_WHAT THE TASK ASKS_
Lay out every line of the material below as a JSON list of strings, one string per line, with blank lines dropped and the pictures left out.

-------- STORED RECORDS

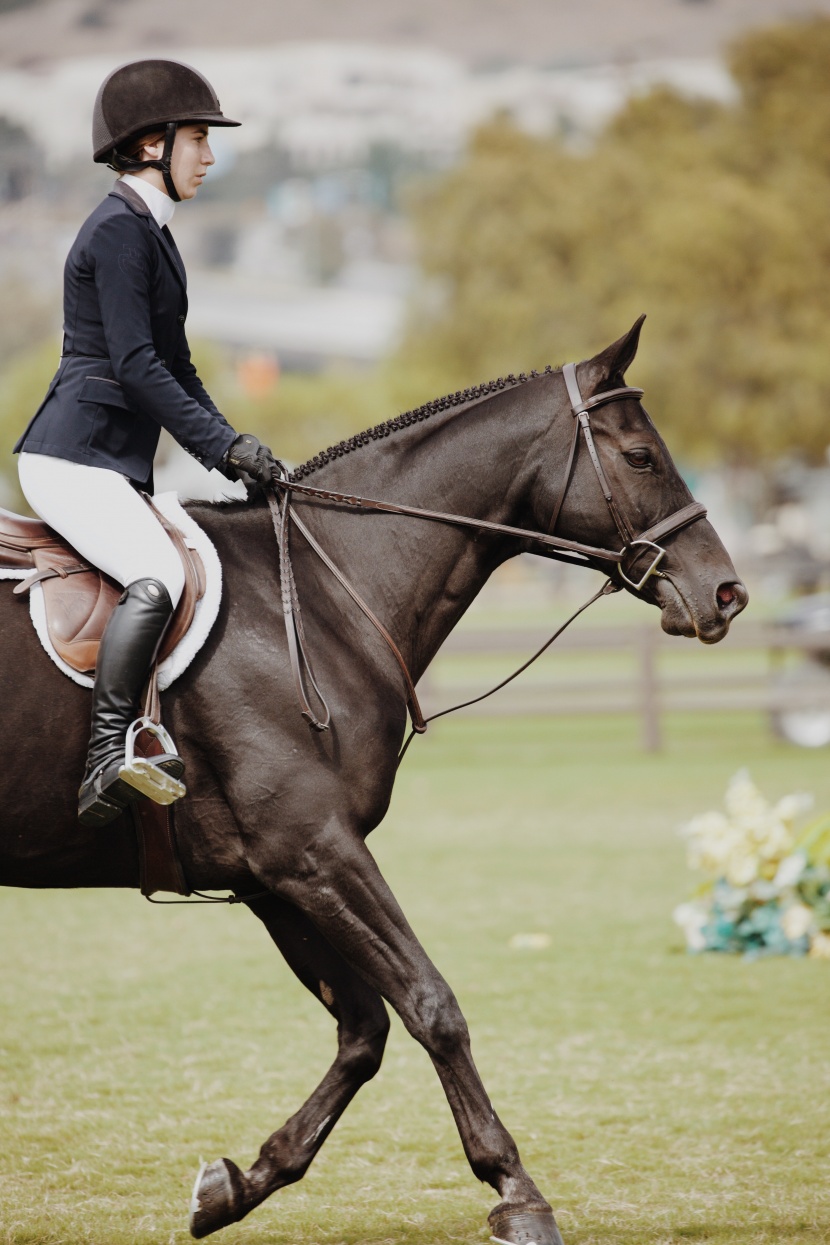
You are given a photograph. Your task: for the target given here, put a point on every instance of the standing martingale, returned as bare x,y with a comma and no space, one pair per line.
568,463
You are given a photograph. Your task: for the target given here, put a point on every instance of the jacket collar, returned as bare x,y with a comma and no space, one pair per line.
164,238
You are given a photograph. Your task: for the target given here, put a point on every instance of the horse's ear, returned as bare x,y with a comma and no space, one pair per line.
615,360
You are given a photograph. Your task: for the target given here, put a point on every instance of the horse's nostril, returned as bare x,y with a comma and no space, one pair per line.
732,598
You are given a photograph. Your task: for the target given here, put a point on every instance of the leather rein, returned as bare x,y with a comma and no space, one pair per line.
634,547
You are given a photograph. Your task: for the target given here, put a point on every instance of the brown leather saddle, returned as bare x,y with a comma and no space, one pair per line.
79,603
80,598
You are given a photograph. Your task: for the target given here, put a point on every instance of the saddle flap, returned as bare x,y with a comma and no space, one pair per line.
79,599
77,606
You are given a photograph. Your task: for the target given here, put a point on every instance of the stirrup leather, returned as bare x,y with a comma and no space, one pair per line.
146,773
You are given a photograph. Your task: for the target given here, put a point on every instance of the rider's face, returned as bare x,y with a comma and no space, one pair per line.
192,158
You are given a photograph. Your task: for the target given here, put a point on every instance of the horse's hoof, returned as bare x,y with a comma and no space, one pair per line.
218,1198
515,1226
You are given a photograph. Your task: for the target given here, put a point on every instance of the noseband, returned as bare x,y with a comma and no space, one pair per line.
284,514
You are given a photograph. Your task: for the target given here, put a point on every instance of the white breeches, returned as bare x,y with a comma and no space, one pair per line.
102,516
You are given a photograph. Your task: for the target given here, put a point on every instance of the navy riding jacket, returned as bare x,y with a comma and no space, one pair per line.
126,367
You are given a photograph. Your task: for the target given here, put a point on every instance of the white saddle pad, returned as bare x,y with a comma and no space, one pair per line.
205,610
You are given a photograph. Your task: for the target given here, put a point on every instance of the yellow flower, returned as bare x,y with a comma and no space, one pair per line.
820,946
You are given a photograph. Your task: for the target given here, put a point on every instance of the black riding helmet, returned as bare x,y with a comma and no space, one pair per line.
143,96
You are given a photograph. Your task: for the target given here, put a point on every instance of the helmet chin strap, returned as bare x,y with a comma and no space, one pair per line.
128,164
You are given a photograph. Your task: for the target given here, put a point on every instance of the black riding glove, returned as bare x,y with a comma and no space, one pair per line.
248,460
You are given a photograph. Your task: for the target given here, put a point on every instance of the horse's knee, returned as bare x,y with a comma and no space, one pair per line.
361,1046
438,1022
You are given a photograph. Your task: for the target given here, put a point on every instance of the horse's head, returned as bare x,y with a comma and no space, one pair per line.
694,583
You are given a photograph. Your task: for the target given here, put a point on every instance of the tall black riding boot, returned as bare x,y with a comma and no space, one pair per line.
126,655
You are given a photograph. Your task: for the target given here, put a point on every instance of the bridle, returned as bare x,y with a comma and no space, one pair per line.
284,514
647,539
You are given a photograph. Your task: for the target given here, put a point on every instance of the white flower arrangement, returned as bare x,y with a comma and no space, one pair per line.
767,890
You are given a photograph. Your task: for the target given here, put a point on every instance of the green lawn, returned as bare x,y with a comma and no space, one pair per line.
656,1097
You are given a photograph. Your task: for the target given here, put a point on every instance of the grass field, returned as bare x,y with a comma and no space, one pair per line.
656,1097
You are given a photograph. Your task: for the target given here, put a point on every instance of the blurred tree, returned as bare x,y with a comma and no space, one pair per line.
712,218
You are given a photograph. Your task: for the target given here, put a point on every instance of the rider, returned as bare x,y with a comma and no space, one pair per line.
125,374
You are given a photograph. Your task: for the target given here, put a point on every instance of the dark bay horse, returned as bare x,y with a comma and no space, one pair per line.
276,807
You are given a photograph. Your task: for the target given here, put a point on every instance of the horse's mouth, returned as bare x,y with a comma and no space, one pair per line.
708,620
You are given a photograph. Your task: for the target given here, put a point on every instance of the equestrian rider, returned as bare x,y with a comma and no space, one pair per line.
125,374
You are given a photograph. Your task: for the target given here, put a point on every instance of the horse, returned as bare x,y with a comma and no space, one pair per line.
278,811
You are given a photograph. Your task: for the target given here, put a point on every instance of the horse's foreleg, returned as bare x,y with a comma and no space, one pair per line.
223,1193
347,899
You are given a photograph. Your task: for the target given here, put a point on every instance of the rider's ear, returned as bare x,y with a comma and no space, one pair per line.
614,361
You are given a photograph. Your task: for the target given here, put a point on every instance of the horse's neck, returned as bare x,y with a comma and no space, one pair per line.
421,577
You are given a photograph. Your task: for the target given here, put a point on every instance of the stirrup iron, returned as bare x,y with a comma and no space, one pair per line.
144,773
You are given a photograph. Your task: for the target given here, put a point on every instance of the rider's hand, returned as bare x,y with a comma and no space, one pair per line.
249,460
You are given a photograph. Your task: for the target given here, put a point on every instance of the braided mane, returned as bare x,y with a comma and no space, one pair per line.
408,417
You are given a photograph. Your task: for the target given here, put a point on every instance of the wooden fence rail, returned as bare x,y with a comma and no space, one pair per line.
637,672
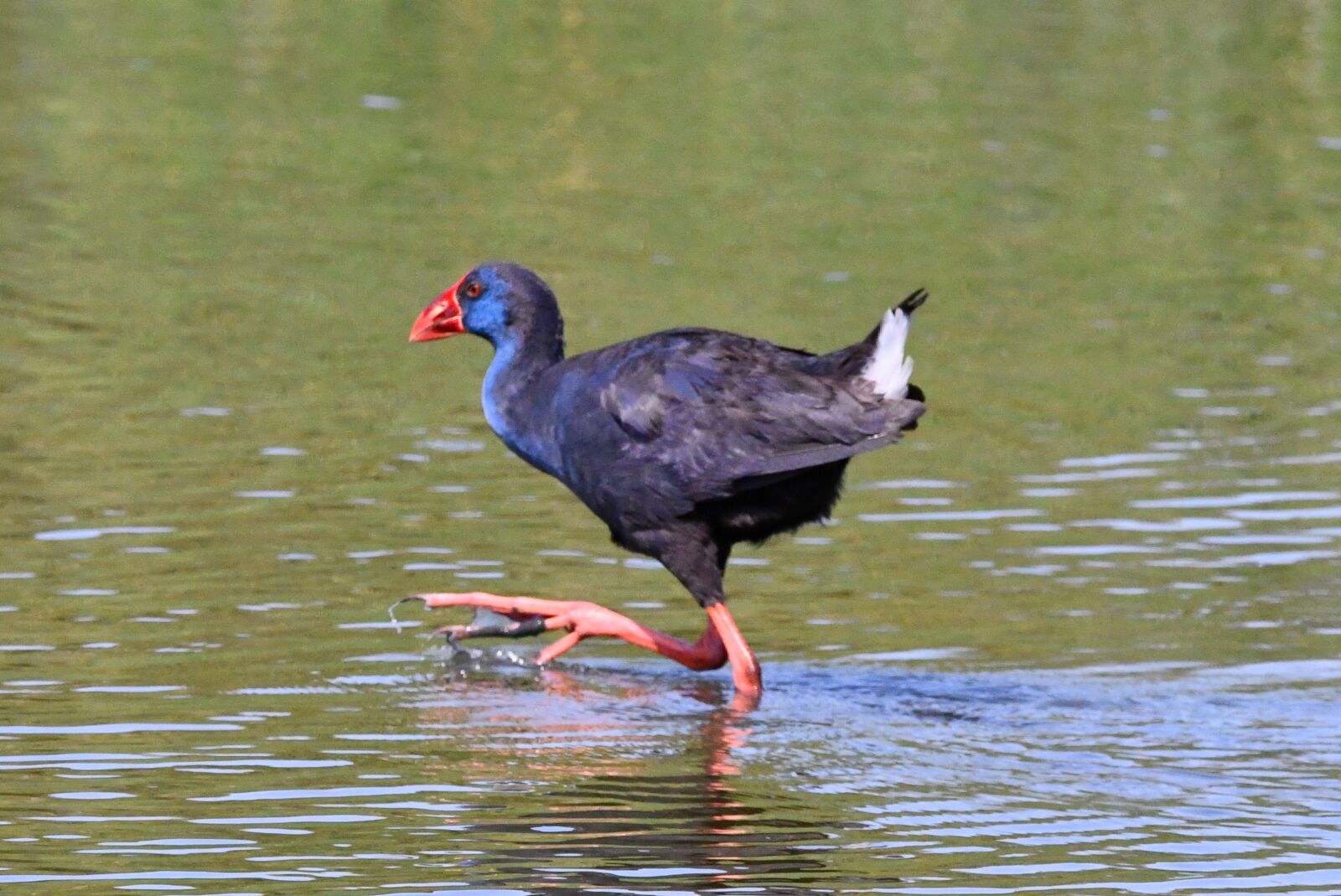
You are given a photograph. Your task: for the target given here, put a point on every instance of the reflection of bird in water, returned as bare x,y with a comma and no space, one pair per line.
605,791
684,443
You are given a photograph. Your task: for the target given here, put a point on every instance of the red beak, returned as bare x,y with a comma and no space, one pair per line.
442,319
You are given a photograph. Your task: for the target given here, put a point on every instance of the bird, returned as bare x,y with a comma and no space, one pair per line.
684,443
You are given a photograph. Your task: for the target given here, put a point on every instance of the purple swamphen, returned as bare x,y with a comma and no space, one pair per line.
684,443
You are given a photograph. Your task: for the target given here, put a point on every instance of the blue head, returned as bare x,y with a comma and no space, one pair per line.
503,303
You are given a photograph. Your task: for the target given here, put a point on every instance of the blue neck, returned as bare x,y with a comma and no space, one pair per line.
513,406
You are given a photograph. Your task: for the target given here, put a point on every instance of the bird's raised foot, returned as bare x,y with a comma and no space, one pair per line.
533,616
719,641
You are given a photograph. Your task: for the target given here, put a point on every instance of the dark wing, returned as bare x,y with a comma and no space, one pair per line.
722,413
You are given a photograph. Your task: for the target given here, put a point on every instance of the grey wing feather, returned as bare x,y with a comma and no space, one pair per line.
742,417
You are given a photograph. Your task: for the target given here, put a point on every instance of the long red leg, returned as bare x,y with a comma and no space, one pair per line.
583,620
744,667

----------------

_OUTPUT OF THE EXERCISE_
[
  "You are given a photograph. Your task: for the target given here, put a point on every instance of the standing martingale, returned as bare x,y with a comma and no space, one pair per line.",
  "568,463",
  "You are given a photograph. Your task: for the target given here, put a point on every instance of the jacket collar, returned as bare x,y with a comma and no space, one pair per line.",
  "164,238",
  "You are given a photograph. Your task: for the target given here, put a point on every instance of the horse's ear, returned as bare x,y with a comma and no space, one pair per line.",
  "615,360",
  "You are given a photograph. Your task: for the target given here, put a point on every instance of the horse's nostril, returned as bare x,y with a comma and no space, one pair per line.",
  "732,598",
  "You are given a photograph. Your task: for the target given here, put a point on every instance of the leather rein, returned as bare x,y with a comma and no space, one pair per line.",
  "634,547",
  "You are given a photograph. Your task: for the target given here, put a point on every instance of the brown leather saddle, returned as bare x,y with a comma and no space, one pair per line.",
  "79,603",
  "80,598",
  "You are given a photograph. Your task: for the target given here, put a point on every instance of the saddle flap, returned as bare x,y with a comma and no space, one pair per line.",
  "79,599",
  "77,606",
  "You are given a photograph. Your task: for the target given here, put a point on every instance of the stirrup leather, returned as bare x,y with a comma and no space, one pair per line.",
  "146,773",
  "You are given a photograph. Your task: for the target given here, put a point on every instance of the rider's face, returned as bare x,y with a comma and no space, one pair per line.",
  "192,158",
  "You are given a photograph. Your task: for the target given here, put a point on every instance of the horse's hoof, returned as bare x,y with a comma and no space, one pair per line.",
  "218,1198",
  "515,1226",
  "You are given a photograph. Your task: for the target given here, put a point on every instance of the noseband, returned as bare x,y with a comma and no space, one pair per line.",
  "284,514",
  "You are given a photograph. Your task: for the target given here, put a point on every instance of the white breeches, returned as bare x,y with a comma and no space, one pair per line.",
  "102,516",
  "You are given a photograph. Your task: for the target given here, put a point on every instance of the navy riding jacket, returned as bare x,y with a comma and no space, one pair per line.",
  "126,367",
  "You are given a photograph. Your task: for the target given here, put a point on every instance of the white saddle pad, returned as bare x,y with a comma and no space, one pair per line.",
  "205,610",
  "You are given a photograph. Your task: for the target given here, put a point on every instance of the yellow flower, returned as bare x,y with a comma and no space, one pair per line.",
  "820,946",
  "You are given a photograph. Your task: for the target given here, put a point on every instance of the black riding helmet, returned as bare x,y with a comma and no space, one pair per line.",
  "143,96",
  "You are given a photograph. Your task: for the target given here, put a point on every instance of the helmet chin strap, returned as bare x,y with a comma and no space, one pair per line.",
  "128,164",
  "You are given a photograph. Your task: for the target given here, put a point on every instance of the black riding glove, returned as bare x,y with a comma and no space, one pair per line.",
  "248,460",
  "You are given a photograph. Your task: for the target given here, put a point on every instance of the horse's knee, returned as bare x,y with a comma and no space, one pair per line.",
  "361,1046",
  "438,1022",
  "You are given a photograph. Your task: for the target given here, put a point on every instance of the horse's head, returned as bare x,y with a comma and no space, one pair per line.",
  "694,583",
  "You are given a photograph. Your task: for the target given here, put a point on every instance of the tall black riding boot, returned as bare x,y with a comma and no space, one pair per line.",
  "126,655",
  "You are given a photograph. Your task: for the target given here, put a point on every instance of the bridle, returned as bare x,y with a comma and no space, one pair per line.",
  "284,514",
  "647,539",
  "You are given a photograph. Your task: for the target given here, put a point on every instance of the white flower arrangement, returned as bare x,y with a comma and no space, one pair per line.",
  "767,890",
  "You are given a photograph. Your task: for the target given here, put a point on every instance of the green lawn, returned as bare x,y with a comma and no space, one pair per line.",
  "656,1097",
  "You are given a photograph. Your task: for the target given here, put a point on every instance of the grass field, returned as bare x,y with a comma and no space, one pair per line.",
  "656,1097",
  "You are given a photograph. Your task: for the target given here, put a point on every instance of the blurred tree, returned as bare x,y with a comma and no space, one pair per line.",
  "712,218",
  "You are given a photograph. Your task: for the target given here, put a point on every instance of the rider, returned as bare x,y with a comma and no space, one pair per line.",
  "125,374",
  "You are given a photograph. Your task: for the target given here, put a point on every instance of the dark bay horse, returned as bare x,y with a comma and no space, one pair per line.",
  "276,807",
  "You are given a photograph. Your task: for the target given here, put a point on every instance of the horse's mouth, returned as bare x,y with a comma and no space, one pair per line.",
  "708,620",
  "You are given a photograph. Your task: for the target given here, put a point on every instance of the equestrian rider, returned as bare x,y with a comma and no space, one pair per line.",
  "125,374",
  "You are given a photograph. Your task: for the target given here, put a point on every instance of the horse, returned as bare x,y with a comma and no space, one pair per line.",
  "278,811",
  "You are given a photograph. Your task: for the target given here, put a point on every instance of the horse's foreleg, returned as bare x,y with a comma and no space, one pair per line.",
  "223,1193",
  "347,899",
  "You are given a photograph. Your task: for the target given here, put a point on every instance of the rider's ear, returned as bare x,y with a comma and no space, one pair per line.",
  "614,361",
  "You are given a photograph. Your task: for the target given here, put a point on every instance of the horse's neck, returned as bare x,y with a comma and no space, one pair per line.",
  "421,577",
  "You are given a photograph. Your task: for the target given here, put a point on every instance of the stirrup iron, returned as bare x,y with a comma and no space, one pair per line.",
  "144,773",
  "You are given a photograph. Your task: for the target given here, put a point on every instance of the rider's hand, returned as bare x,y with a comma and no space, one pair per line.",
  "249,460",
  "You are given a photograph. Your task: for the target given here, put a point on every instance of the braided mane, returned as bare x,y with a comma and no space, one pair per line.",
  "408,417",
  "You are given a photograph. Your task: for the target given here, put a point on every instance of the wooden fence rail, returned as bare x,y with a comma and no space, one pair per line.",
  "637,672",
  "You are given a photograph. Your task: for the target given here, put a point on every instance of the reflection of bird in water, returned as bare x,y with a comma and no space, one pair per line.",
  "605,791",
  "684,443",
  "You are given a photograph. Your task: for the target given here, put a point on every instance of the red beak, returned as bare x,y with a comma and no space, one pair per line.",
  "442,319",
  "You are given a photograph. Your task: for the target given here, put a point on every instance of the bird, returned as bare x,y with a comma and no space, one pair per line.",
  "684,443",
  "You are given a photograph. Your task: for the target given here, put a point on every instance of the purple swamphen, returned as bare x,y with a comma and no space, one pair per line.",
  "684,443",
  "You are given a photograph. Your task: for the target given here, put a point on every instance of the blue head, returned as bare x,y with a comma and no space, one pair per line.",
  "503,303",
  "You are given a photograph. Your task: for the target given here, put a point on every instance of the blue neck, returned as bare x,y with a comma and no space, one pair per line.",
  "513,406",
  "You are given a photograph. Your task: for the target given here, put a point on every instance of the bird's raised foot, returned as bare x,y with a comma and no space, one pair per line.",
  "533,616",
  "719,641",
  "You are given a photograph. Your task: for the target given here, put a point on every instance of the dark wing, returned as bare x,y with a comma and no space, one pair per line.",
  "722,413",
  "You are given a photograph. Your task: for the target given here, put a point on every instance of the grey wing feather, returned as bare x,y with a comma and no space, one pair per line.",
  "742,417",
  "You are given a photograph. Your task: for the target given here, put a point on every instance of the long red leg, returned as bare x,y with a comma and no space, one pair per line.",
  "583,620",
  "744,667"
]